┌──

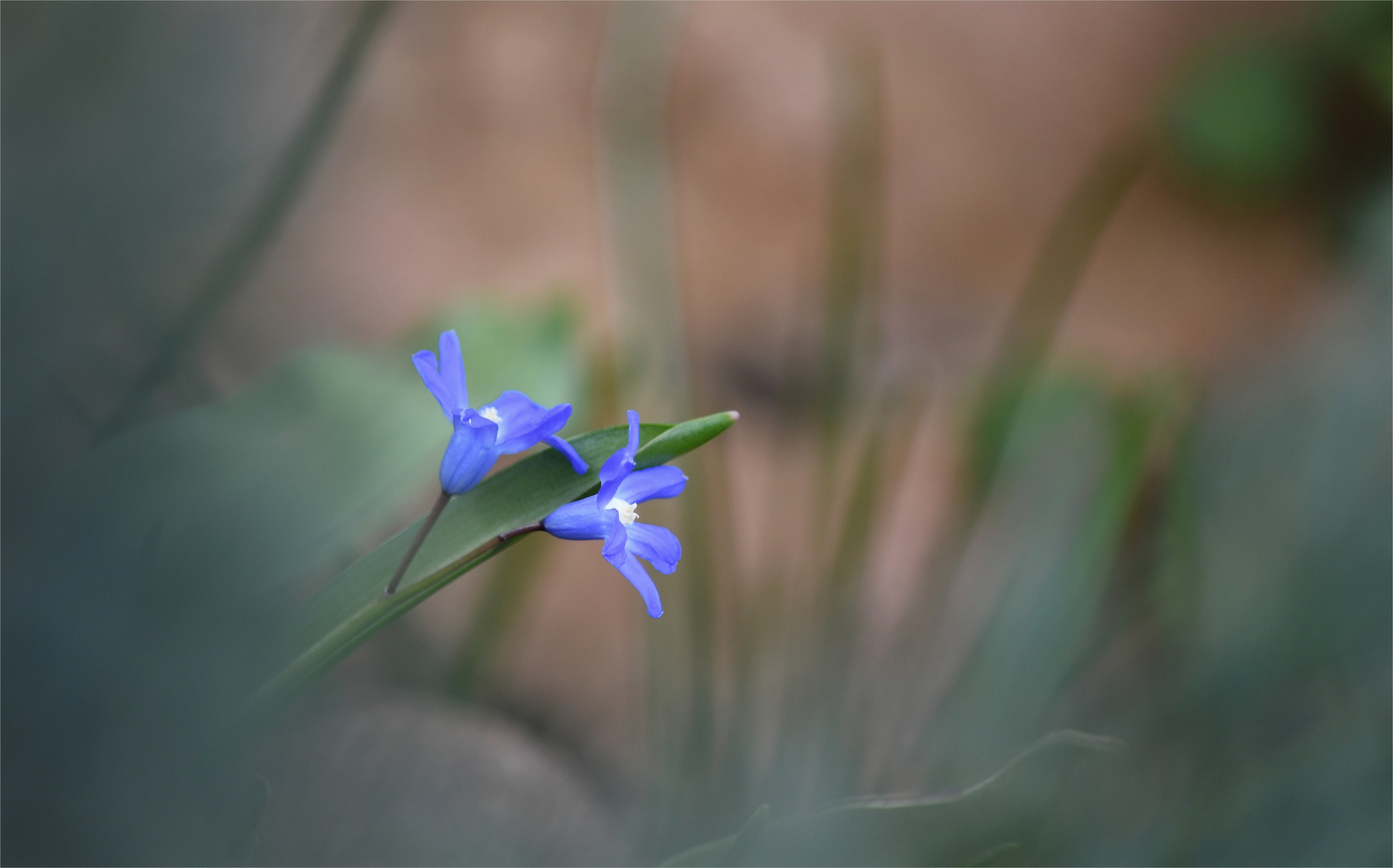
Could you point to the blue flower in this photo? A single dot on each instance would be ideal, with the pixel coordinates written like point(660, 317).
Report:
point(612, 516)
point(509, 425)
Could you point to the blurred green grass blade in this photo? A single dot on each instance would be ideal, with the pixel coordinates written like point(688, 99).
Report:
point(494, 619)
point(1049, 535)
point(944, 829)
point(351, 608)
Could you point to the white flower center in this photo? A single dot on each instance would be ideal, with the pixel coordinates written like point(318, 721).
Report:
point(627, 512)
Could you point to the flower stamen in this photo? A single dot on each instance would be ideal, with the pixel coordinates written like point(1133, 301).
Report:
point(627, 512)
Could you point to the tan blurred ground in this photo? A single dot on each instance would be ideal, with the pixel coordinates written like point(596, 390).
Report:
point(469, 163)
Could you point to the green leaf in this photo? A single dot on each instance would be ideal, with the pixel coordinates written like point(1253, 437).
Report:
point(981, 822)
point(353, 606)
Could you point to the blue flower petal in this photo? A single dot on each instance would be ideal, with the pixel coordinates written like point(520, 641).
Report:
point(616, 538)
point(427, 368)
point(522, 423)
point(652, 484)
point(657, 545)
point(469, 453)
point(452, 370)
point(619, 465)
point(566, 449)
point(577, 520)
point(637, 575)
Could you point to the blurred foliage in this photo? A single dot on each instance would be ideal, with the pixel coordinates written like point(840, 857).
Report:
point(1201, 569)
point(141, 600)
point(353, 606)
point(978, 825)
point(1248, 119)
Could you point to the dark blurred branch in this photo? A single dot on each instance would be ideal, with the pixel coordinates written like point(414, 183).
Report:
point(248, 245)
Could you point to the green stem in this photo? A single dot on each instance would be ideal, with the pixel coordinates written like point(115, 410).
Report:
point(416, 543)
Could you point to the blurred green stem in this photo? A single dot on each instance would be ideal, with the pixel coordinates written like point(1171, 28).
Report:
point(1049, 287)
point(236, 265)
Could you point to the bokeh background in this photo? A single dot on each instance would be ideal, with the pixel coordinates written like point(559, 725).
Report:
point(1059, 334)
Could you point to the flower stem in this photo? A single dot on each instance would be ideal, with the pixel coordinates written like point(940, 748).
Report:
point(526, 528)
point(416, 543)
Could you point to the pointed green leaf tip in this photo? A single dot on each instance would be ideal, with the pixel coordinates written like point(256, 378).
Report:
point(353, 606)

└──

Reproduce every line from the line with "Could you point to the blurred green stem" to the line with "point(1059, 334)", both included, and give only those lines. Keep the requests, including their sample coordinates, unchanged, and rescale each point coordinate in the answers by multiplying it by 1.9 and rounding to a whole number, with halves rounded up.

* _Response below_:
Could you point to the blurred green stem in this photo? A single dot on each instance would be ideal, with the pixel coordinates written like point(1171, 28).
Report:
point(1993, 545)
point(448, 504)
Could you point to the bokeh background in this photo? A single dot on each instance would be ideal, with the pixel coordinates written like point(559, 725).
Report:
point(2012, 635)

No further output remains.